> What you will do: Starting with the row that contains "ceiling in this photo." and going on through the last row, write those rows out again with the requests unchanged. Shift every coordinate in the answers by -45.

===== Task input =====

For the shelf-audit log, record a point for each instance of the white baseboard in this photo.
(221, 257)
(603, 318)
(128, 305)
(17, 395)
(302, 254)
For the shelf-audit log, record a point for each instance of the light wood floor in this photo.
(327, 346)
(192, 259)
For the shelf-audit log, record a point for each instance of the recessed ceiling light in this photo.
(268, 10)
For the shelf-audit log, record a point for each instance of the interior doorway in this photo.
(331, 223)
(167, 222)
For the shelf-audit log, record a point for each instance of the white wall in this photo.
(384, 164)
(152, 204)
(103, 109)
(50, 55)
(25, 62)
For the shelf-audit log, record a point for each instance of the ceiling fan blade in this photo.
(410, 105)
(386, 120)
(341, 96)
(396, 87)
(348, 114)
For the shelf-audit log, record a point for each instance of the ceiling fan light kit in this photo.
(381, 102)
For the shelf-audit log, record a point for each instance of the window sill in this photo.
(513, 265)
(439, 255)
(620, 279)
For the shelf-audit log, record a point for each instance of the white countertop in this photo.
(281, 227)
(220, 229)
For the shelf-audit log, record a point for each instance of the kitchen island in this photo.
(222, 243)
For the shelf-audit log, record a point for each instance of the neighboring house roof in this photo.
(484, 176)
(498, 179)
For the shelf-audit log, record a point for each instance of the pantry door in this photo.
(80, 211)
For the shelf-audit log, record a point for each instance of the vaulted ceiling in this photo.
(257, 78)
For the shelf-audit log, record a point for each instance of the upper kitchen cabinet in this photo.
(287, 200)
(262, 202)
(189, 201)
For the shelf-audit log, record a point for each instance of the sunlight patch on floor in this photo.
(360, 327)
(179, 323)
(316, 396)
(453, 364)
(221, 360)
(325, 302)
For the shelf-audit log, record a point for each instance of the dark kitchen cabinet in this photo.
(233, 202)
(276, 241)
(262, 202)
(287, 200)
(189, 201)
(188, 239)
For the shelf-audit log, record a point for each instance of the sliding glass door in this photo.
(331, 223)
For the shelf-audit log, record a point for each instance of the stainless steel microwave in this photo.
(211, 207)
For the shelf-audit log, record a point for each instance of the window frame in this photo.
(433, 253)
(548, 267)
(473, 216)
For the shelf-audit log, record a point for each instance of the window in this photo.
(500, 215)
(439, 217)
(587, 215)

=====

> Written solution:
For the shelf-audit log, record a point for each instance of the vaulted ceiling in this photo.
(212, 33)
For the shelf-audit log, record a point for each instance of the upper kitchen cabinet in this photo.
(242, 155)
(217, 157)
(144, 156)
For the shelf-audit log, record a point for each instance of the sunlight patch on floor in this photo.
(315, 282)
(134, 278)
(271, 351)
(408, 319)
(176, 315)
(280, 257)
For the shelf-audit log, record a point for each instance of the dark kitchen cabinet in this photo.
(188, 157)
(231, 196)
(217, 157)
(242, 155)
(144, 156)
(143, 194)
For the shelf-audit log, record a point for each instance of the sliding glass door in this photo.
(286, 178)
For the shelf-audit log, record a point for each instance of the stainless steel microwave in this photo.
(166, 162)
For the shelf-audit log, record a point for each instance of the window frame in this photo.
(388, 208)
(503, 222)
(428, 171)
For the shelf-audit log, record a point for each instance of the window in this photo.
(455, 170)
(394, 172)
(542, 170)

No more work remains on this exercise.